Supplied records —
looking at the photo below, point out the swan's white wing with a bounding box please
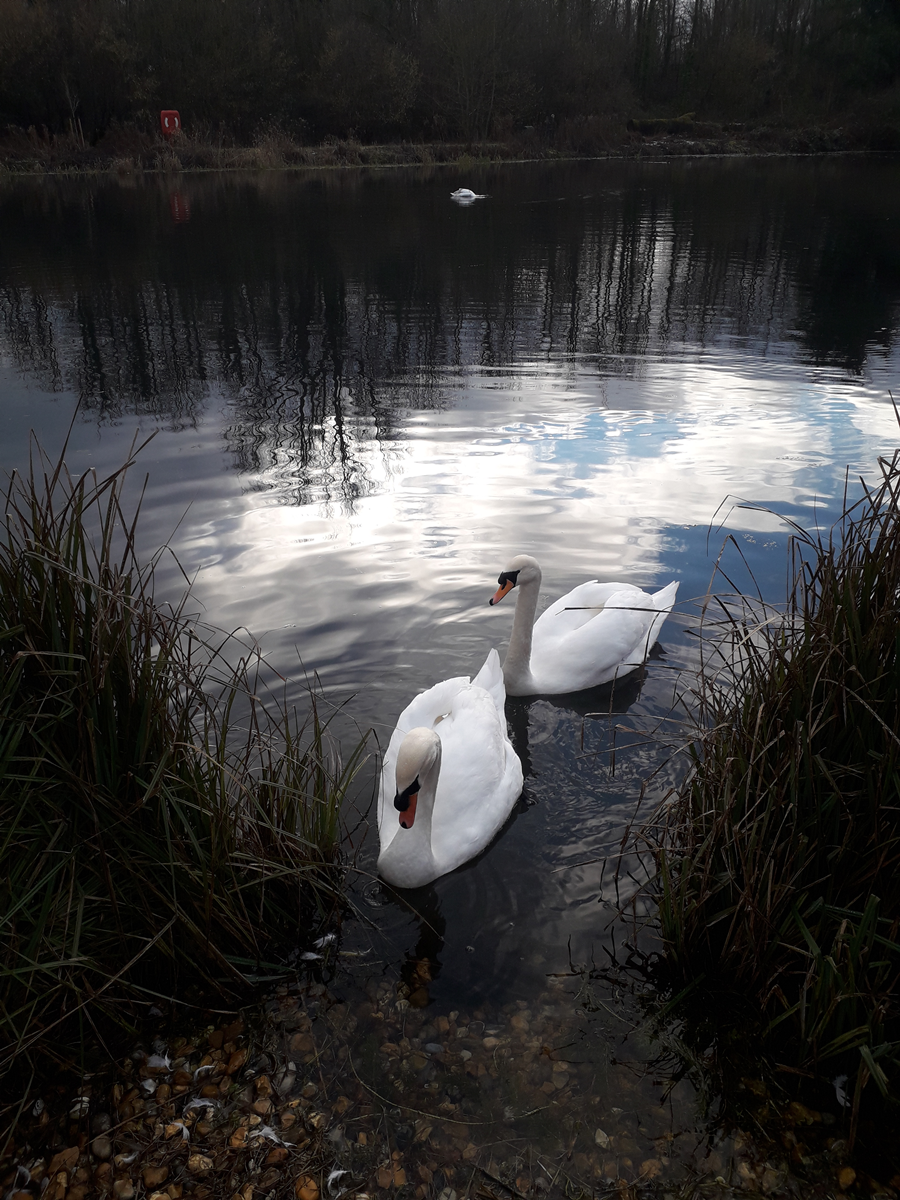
[429,685,522,875]
[530,582,676,692]
[471,647,507,719]
[538,580,641,634]
[648,580,679,646]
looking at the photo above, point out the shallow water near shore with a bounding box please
[2,156,900,1184]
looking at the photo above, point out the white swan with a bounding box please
[451,187,485,202]
[377,648,523,888]
[489,554,678,696]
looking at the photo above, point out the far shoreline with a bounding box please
[1,118,895,178]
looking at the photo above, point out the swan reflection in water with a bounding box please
[504,663,651,779]
[395,883,447,1008]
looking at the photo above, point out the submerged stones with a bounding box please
[1,981,884,1200]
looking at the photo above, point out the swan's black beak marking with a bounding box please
[395,776,420,829]
[490,569,519,606]
[394,776,420,812]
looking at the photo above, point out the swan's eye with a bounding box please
[394,776,420,811]
[497,569,520,589]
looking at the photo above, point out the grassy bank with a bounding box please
[0,432,366,1093]
[653,450,900,1142]
[0,117,891,177]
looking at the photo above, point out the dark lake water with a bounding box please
[2,156,900,1180]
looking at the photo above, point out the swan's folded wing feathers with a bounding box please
[645,580,679,650]
[430,687,519,873]
[538,580,646,635]
[530,587,659,691]
[470,647,507,717]
[394,674,472,733]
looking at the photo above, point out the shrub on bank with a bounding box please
[0,432,366,1080]
[655,449,900,1134]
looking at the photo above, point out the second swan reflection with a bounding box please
[376,556,679,888]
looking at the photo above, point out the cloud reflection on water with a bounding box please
[180,352,898,704]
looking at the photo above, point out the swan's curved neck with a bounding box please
[503,571,541,692]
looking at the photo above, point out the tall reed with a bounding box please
[0,434,366,1080]
[654,450,900,1126]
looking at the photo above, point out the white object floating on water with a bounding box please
[450,188,486,203]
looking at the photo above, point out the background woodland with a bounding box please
[1,0,899,148]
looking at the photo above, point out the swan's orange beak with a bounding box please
[398,793,418,828]
[490,579,514,606]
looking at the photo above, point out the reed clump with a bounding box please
[655,450,900,1124]
[0,434,365,1080]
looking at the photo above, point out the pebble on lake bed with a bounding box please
[294,1174,319,1200]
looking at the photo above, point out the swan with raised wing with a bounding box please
[377,649,523,888]
[489,554,678,695]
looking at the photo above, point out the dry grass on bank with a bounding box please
[0,124,524,175]
[0,430,367,1086]
[651,448,900,1141]
[0,116,891,177]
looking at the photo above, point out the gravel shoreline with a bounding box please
[2,964,881,1200]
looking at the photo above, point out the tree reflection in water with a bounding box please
[1,158,898,510]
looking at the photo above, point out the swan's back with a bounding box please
[530,579,679,692]
[538,580,644,635]
[428,684,522,872]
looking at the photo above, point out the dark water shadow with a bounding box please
[505,660,650,779]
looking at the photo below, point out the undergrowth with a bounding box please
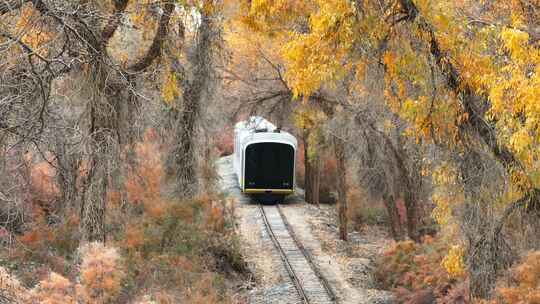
[375,236,468,303]
[0,130,248,303]
[375,236,540,303]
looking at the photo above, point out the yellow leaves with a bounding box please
[241,0,310,33]
[383,51,397,75]
[480,28,540,184]
[458,52,494,92]
[441,245,466,278]
[293,106,326,130]
[280,0,356,98]
[510,168,533,192]
[509,128,532,154]
[161,71,182,105]
[432,162,458,185]
[294,106,326,159]
[501,28,530,62]
[129,0,157,30]
[431,162,463,227]
[432,192,452,226]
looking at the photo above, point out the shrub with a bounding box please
[485,251,540,304]
[375,236,467,303]
[1,129,246,304]
[0,266,28,303]
[347,187,389,229]
[77,242,125,304]
[27,154,60,207]
[30,272,76,304]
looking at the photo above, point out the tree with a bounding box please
[240,0,540,296]
[167,2,218,198]
[1,0,177,242]
[294,106,324,205]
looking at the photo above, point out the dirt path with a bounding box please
[217,156,394,304]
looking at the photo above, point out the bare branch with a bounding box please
[101,0,129,44]
[0,0,29,15]
[128,1,175,72]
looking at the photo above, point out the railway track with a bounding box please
[259,203,337,304]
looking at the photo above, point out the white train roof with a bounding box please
[235,116,297,149]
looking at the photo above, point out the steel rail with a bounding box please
[259,202,337,303]
[277,204,338,302]
[259,203,310,303]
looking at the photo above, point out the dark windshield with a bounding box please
[245,143,294,189]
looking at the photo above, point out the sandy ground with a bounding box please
[280,203,395,304]
[217,156,394,303]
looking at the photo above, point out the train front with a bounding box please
[235,118,297,203]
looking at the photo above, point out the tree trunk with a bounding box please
[169,12,212,197]
[171,94,198,197]
[334,136,348,241]
[403,190,419,241]
[303,128,321,205]
[303,129,313,203]
[80,59,123,242]
[55,134,80,211]
[80,153,108,243]
[382,193,404,240]
[80,80,117,243]
[311,153,320,205]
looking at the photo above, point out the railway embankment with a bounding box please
[217,155,394,304]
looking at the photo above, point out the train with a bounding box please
[233,116,297,203]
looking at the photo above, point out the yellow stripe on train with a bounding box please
[244,189,294,194]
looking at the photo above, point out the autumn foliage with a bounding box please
[0,129,244,303]
[0,242,123,304]
[482,251,540,304]
[375,236,468,303]
[77,243,125,303]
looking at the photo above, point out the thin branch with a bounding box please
[0,0,29,15]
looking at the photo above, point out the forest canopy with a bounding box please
[1,0,539,302]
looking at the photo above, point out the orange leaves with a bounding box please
[124,224,145,250]
[30,272,76,304]
[29,160,60,204]
[1,242,125,304]
[483,251,540,304]
[205,203,225,233]
[376,236,467,302]
[125,131,168,220]
[78,242,125,303]
[18,211,56,252]
[19,227,53,250]
[14,5,52,57]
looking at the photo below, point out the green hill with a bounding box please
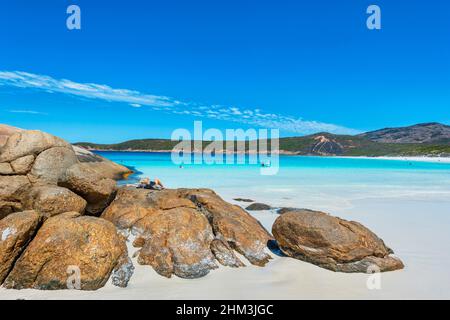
[75,123,450,157]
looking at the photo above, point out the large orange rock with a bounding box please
[73,146,132,180]
[101,187,157,230]
[4,212,133,290]
[59,163,117,215]
[102,187,273,279]
[0,211,41,284]
[135,207,217,278]
[21,185,86,218]
[182,189,273,266]
[272,210,404,273]
[0,130,70,163]
[29,147,78,183]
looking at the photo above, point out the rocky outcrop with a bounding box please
[246,203,272,211]
[210,239,245,268]
[59,163,117,215]
[0,176,31,218]
[0,211,41,284]
[0,130,70,163]
[0,126,135,290]
[73,145,132,180]
[21,185,86,218]
[180,189,273,267]
[101,187,157,230]
[102,187,273,278]
[29,147,78,183]
[272,210,404,273]
[0,125,22,148]
[10,155,35,174]
[3,212,133,290]
[135,207,217,278]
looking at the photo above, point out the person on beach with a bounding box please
[137,177,165,190]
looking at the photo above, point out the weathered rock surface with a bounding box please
[73,145,132,180]
[10,155,35,174]
[102,187,273,278]
[272,210,404,273]
[0,125,138,290]
[101,187,157,230]
[245,203,272,211]
[210,239,245,268]
[135,207,217,278]
[0,201,23,220]
[29,147,78,183]
[0,163,13,175]
[0,130,70,163]
[0,175,30,201]
[0,211,41,284]
[0,124,22,148]
[4,212,133,290]
[59,163,117,215]
[21,185,87,218]
[181,189,273,266]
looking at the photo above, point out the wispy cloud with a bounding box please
[8,109,47,115]
[0,71,359,135]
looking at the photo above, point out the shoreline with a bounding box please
[87,149,450,163]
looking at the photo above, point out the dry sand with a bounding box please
[1,193,449,300]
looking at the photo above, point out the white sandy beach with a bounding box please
[338,156,450,164]
[1,190,449,300]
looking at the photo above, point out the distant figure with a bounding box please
[137,177,165,190]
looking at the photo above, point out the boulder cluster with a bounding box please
[0,125,404,291]
[0,128,134,290]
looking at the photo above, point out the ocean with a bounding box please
[98,151,450,212]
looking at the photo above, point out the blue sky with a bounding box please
[1,0,449,143]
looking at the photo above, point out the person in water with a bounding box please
[137,177,165,190]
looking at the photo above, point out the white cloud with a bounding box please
[0,70,359,135]
[8,109,47,115]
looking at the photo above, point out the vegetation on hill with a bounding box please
[75,128,450,157]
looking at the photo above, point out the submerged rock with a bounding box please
[245,203,272,211]
[233,198,254,203]
[4,212,132,290]
[272,210,404,273]
[276,207,301,215]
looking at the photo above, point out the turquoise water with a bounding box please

Try it —
The expected answer is the lines from the one containing "looking at the photo above, point out the white sandy" through the end of the material, reproduced exactly with both ends kept.

Response to the task —
looking at the photo above, point out the white sandy beach with a bounding box please
[338,156,450,164]
[1,190,449,300]
looking at the photo above, point out the distant figure with a bounding box please
[137,177,165,190]
looking at the photo above, point out the boulder cluster with a bounding box please
[0,125,404,291]
[0,128,134,290]
looking at the photo above, point out the ocean with a bounding box please
[98,151,450,212]
looking at the photo above, point out the blue sky with a bounding box please
[1,0,449,143]
looking at the photo above, point out the person in water with a bounding box please
[137,177,165,190]
looking at the photo above, point out the white cloud with a bounding box please
[0,70,359,135]
[8,109,47,115]
looking at the photo above, point out the vegetation on hill with a bounding box please
[75,128,450,157]
looking at the photo above, point out the submerged rock with a bounding box please
[245,203,272,211]
[233,198,254,203]
[4,212,132,290]
[272,210,404,273]
[276,207,301,215]
looking at the photo above, point out the turquoise water with a bounding box please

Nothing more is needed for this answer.